Assignment
Copy out the data in full, keeping each line exactly as it reads.

Records supplied

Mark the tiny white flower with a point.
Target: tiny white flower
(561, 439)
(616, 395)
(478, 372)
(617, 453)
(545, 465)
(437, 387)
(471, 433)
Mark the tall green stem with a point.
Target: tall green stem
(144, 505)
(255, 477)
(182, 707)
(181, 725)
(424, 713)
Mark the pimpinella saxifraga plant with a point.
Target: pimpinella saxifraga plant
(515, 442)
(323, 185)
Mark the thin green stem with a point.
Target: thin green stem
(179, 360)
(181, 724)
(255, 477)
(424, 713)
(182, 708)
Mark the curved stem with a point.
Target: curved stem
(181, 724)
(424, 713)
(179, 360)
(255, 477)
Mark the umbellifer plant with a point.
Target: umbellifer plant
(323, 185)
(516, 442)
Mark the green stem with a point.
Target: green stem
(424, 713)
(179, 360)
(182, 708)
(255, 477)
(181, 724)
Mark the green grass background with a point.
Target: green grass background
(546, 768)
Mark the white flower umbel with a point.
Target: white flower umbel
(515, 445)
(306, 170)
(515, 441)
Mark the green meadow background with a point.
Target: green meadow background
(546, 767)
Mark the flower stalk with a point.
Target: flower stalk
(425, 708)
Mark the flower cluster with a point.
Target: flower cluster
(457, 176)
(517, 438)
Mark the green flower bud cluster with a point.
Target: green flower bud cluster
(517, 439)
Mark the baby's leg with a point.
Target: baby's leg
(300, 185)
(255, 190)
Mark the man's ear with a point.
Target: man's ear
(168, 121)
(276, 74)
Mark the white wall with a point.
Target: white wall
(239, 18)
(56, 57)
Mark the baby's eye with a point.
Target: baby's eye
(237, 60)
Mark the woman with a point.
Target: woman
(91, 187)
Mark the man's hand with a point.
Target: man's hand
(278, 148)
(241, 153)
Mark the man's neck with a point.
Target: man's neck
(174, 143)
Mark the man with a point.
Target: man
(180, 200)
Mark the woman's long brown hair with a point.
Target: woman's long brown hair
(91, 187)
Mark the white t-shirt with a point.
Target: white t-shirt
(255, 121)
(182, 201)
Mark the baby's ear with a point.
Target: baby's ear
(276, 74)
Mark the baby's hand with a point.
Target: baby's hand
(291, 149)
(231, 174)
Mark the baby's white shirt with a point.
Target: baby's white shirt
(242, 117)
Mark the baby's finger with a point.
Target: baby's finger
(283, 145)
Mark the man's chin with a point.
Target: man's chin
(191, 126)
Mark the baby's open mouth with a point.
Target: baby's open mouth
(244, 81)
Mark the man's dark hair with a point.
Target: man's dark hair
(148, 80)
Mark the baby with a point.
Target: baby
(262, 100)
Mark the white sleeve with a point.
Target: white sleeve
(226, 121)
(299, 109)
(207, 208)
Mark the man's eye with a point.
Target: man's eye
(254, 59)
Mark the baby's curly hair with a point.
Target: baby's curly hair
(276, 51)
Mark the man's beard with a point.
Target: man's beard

Exercise response
Mark the tiny white flower with a point.
Target: tiny white flower
(561, 439)
(616, 395)
(478, 372)
(617, 453)
(545, 465)
(437, 387)
(471, 433)
Mark the tall green stem with a point.
Target: tall green stem
(144, 505)
(255, 477)
(182, 707)
(181, 725)
(424, 713)
Mark the pimpinella saxifraga plant with a point.
Target: pimpinella saxifraga plant
(515, 442)
(323, 185)
Mark the thin green stem with a point.
Target: thin green stem
(179, 360)
(181, 724)
(255, 477)
(424, 713)
(182, 708)
Mark the curved stem with a point.
Target: curved stem
(181, 724)
(424, 713)
(179, 360)
(255, 477)
Mark the umbellifer plant with a point.
Target: umbellifer plant
(323, 185)
(516, 442)
Mark the green stem with a point.
Target: green stem
(424, 713)
(179, 360)
(182, 708)
(255, 477)
(181, 724)
Mark the green grass background with a point.
Target: green grass background
(546, 768)
Mark the white flower umbel with a point.
Target: white flower umbel
(515, 445)
(306, 170)
(515, 441)
Mark the green meadow background with a point.
Target: green meadow background
(546, 767)
Mark the flower stalk with a point.
Target: flower stalk
(425, 708)
Mark the flower cluster with a point.
Target: flower cluster
(457, 176)
(517, 438)
Mark the green flower bud cluster with a point.
Target: green flower bud cluster
(517, 439)
Mark the baby's leg with a point.
Target: baby's leg
(300, 185)
(255, 190)
Mark the man's ear with a point.
Target: man's ear
(168, 121)
(276, 74)
Mark the white wall with a point.
Target: white wall
(239, 18)
(56, 57)
Mark the baby's eye with a point.
Target: baby's eye
(237, 60)
Mark the woman with a point.
Target: woman
(91, 187)
Mark the man's hand with a point.
Target: man's hand
(278, 148)
(241, 153)
Mark the man's neck with a point.
Target: man's neck
(174, 143)
Mark the man with a point.
Target: man
(180, 200)
Mark the woman's long brown hair with a point.
Target: woman's long brown hair
(91, 187)
Mark the white t-shirt with a point.
Target: white t-shirt
(255, 121)
(182, 201)
Mark the baby's ear with a point.
Target: baby's ear
(276, 74)
Mark the baby's hand with a point.
Target: baby's hand
(291, 149)
(231, 174)
Mark the baby's white shirt with a point.
Target: baby's white shirt
(242, 117)
Mark the baby's finger with a point.
Target: baby's finger
(283, 145)
Mark the man's chin with a point.
Target: man's chin
(191, 126)
Mark the baby's open mouth with a point.
Target: baby's open mouth
(244, 81)
Mark the man's dark hair with a point.
Target: man's dark hair
(148, 80)
Mark the baby with a point.
Target: baby
(262, 100)
Mark the white sleeve with a point.
Target: white sleeve
(226, 121)
(299, 109)
(207, 208)
Mark the man's eye with a point.
Target: man's eye
(254, 59)
Mark the baby's curly hair with a point.
Target: baby's curly hair
(276, 51)
Mark the man's beard with a point.
Target: man's beard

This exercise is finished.